### [Assignment]
Return copies of the lines below that mention "Report".

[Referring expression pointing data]
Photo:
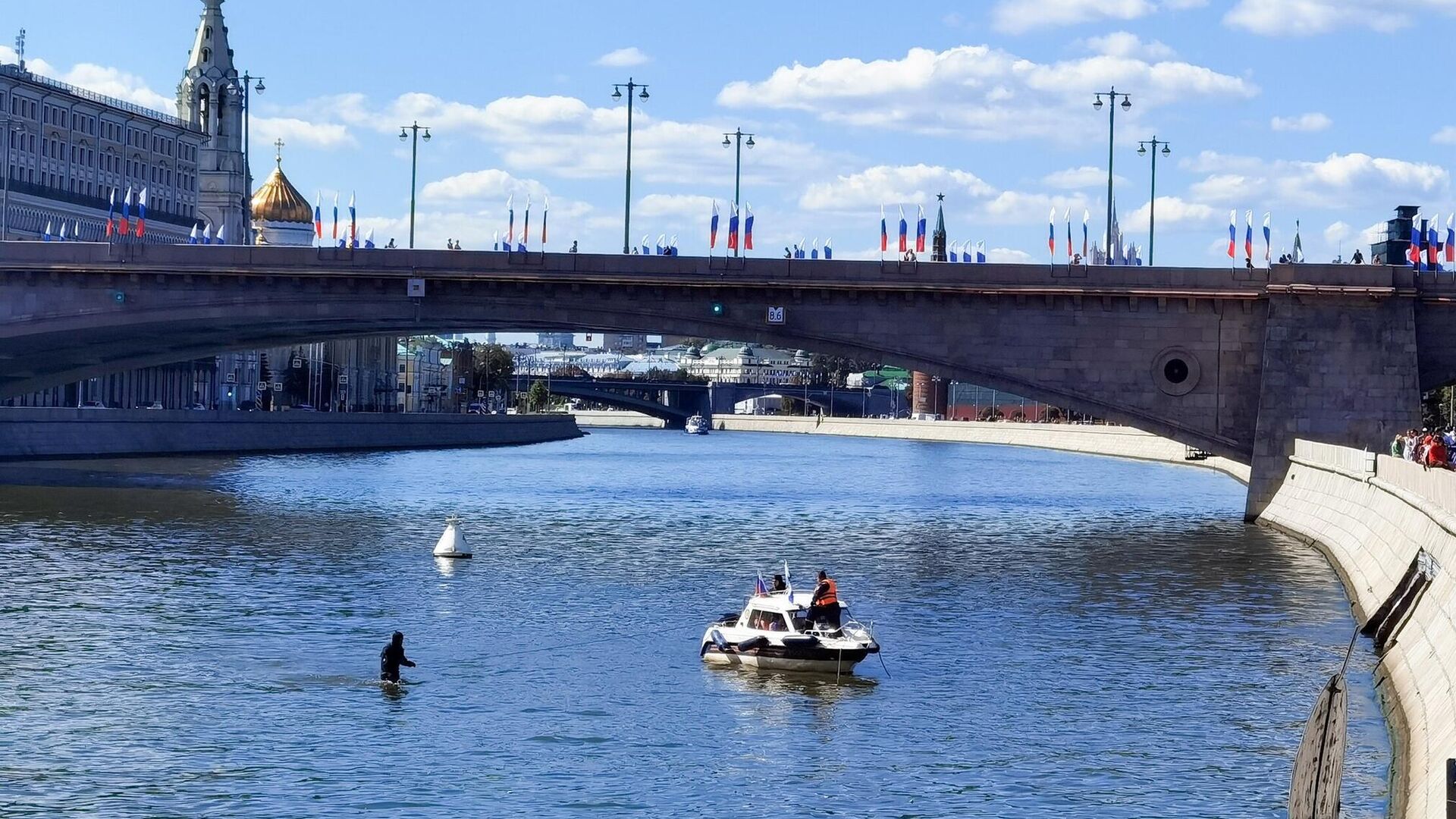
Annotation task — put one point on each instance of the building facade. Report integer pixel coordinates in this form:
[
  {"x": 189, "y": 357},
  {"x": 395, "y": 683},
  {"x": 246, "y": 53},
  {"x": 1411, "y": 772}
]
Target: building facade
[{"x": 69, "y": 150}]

---

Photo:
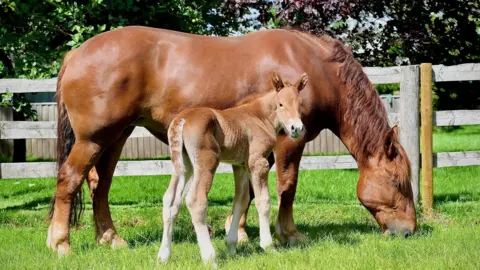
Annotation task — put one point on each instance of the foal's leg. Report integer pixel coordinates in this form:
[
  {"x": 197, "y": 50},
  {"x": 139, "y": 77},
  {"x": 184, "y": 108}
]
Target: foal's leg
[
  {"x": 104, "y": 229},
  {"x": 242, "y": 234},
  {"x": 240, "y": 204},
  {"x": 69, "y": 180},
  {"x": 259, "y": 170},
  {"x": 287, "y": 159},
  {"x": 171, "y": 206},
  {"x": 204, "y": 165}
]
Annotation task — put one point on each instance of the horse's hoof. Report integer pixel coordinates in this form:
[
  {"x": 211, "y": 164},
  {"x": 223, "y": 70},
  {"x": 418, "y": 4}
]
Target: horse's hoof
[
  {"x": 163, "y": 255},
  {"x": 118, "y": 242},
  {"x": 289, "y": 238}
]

### [Problem solution]
Annotation task — put one point on each instance of the building facade. Report integer pixel coordinates in this form:
Annotation task — put one point on each instance of the foal's leg. Report integer pixel coordinates in this form:
Annotation task — put one point on each instance of the horse's hoof. Report integer pixel coordinates in this form:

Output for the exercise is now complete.